Records from a data collection:
= = =

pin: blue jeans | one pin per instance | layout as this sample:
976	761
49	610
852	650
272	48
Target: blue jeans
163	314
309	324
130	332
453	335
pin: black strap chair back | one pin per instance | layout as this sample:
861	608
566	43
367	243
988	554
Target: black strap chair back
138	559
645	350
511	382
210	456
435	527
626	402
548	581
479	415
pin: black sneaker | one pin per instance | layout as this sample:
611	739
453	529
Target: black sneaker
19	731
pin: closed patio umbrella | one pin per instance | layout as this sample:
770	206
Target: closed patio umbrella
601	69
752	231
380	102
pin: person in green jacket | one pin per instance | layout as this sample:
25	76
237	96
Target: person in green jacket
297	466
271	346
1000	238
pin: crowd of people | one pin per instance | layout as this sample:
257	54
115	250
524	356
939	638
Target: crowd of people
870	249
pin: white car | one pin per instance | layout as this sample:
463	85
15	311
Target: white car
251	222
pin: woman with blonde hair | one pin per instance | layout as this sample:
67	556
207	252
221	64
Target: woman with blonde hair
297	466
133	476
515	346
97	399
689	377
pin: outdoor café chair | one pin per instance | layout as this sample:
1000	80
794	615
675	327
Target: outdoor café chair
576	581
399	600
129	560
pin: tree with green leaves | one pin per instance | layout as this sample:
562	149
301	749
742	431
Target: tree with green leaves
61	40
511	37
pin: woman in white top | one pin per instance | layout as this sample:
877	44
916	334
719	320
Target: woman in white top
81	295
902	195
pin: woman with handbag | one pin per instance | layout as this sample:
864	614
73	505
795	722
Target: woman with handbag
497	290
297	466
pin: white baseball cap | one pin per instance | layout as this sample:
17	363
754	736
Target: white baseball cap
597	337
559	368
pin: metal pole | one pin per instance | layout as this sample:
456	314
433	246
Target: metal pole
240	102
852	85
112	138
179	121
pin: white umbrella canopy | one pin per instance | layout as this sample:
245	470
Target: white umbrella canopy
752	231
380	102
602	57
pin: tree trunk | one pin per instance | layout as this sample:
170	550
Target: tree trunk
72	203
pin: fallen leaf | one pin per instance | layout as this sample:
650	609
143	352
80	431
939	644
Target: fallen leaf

= = =

DESCRIPTION OF THE TASK:
Render every line of the material above as a JSON list of strings, one string per line, leaving out any blank lines.

EXERCISE RESULT:
[
  "pin: blue jeans | one pin per instance | layout as this sample:",
  "976\t761",
  "49\t610",
  "852\t650",
  "272\t48",
  "Target: blue jeans",
  "163\t314",
  "309\t324",
  "130\t332",
  "453\t335",
  "pin: black strap chair back | one pin per instance | layout as this sample:",
  "861\t608",
  "566\t43",
  "367\t243",
  "988\t554",
  "Target: black strap chair back",
  "138\t559",
  "645\t350",
  "511\t382",
  "210\t456",
  "435\t527",
  "626\t402",
  "548\t581",
  "479\t415",
  "pin: black sneaker | one pin per instance | layout as this sample:",
  "611\t739",
  "453\t529",
  "Target: black sneaker",
  "19\t731",
  "pin: closed patio umbrella | one pin per instance | layout as this sample:",
  "770\t206",
  "Target: closed patio umbrella",
  "601\t69",
  "752\t231",
  "380\t102",
  "pin: person in green jacket | one pin per instance | layout as this sample:",
  "25\t76",
  "237\t96",
  "Target: person in green jacket",
  "297\t466",
  "271\t346",
  "1000\t238",
  "pin: crowd of people | one pin per instance | layout as this sample:",
  "257\t54",
  "115\t250",
  "524\t356",
  "939\t638",
  "Target: crowd of people",
  "870\t249",
  "pin: white car | one pin per instance | layout as this sample:",
  "463\t85",
  "15\t311",
  "Target: white car",
  "251\t222",
  "pin: woman with blonde hair | one pin per instance | layout as this sample:",
  "67\t556",
  "207\t252",
  "221\t64",
  "Target: woman with blonde hair",
  "297\t466",
  "133\t476",
  "515\t346",
  "97\t399",
  "689\t377",
  "pin: outdoor café chair | one pin per instance | layout as this sample:",
  "1000\t80",
  "794\t615",
  "675\t327",
  "Target: outdoor café chair",
  "576\t581",
  "399\t600",
  "129\t560",
  "pin: tree with green leaves | one pin per instance | layout as this sample:",
  "562\t149",
  "301\t749",
  "742\t431",
  "Target: tree with green leaves",
  "61\t40",
  "511\t37",
  "pin: woman in white top | one pin per instance | layout as this sample:",
  "877\t44",
  "916\t334",
  "719\t320",
  "Target: woman in white top",
  "81\t295",
  "902\t195",
  "pin: woman with handbag | one pin per instance | layout as this sample:",
  "864\t614",
  "73\t505",
  "795\t722",
  "Target: woman with handbag",
  "497\t290",
  "297\t466",
  "pin: white baseball cap | one pin per instance | layout as this sample:",
  "17\t363",
  "754\t736",
  "Target: white baseball cap",
  "597\t337",
  "559\t368",
  "pin: metal pole | one pin per instance | layout as this sample:",
  "456\t314",
  "433\t246",
  "Target: metal pole",
  "240\t102",
  "852\t85",
  "112\t138",
  "179\t121",
  "pin: white umbrella canopy | one pin per instance | layout as this sample:",
  "245\t470",
  "Target: white umbrella canopy",
  "752\t231",
  "380\t102",
  "602\t57",
  "pin: tree trunk | one pin per instance | layout as this sample:",
  "170\t550",
  "Target: tree trunk",
  "72\t203",
  "pin: fallen leaf | one pin per instance | layout as this sample:",
  "650\t609",
  "143\t352",
  "80\t431",
  "939\t644",
  "Target: fallen leaf"
]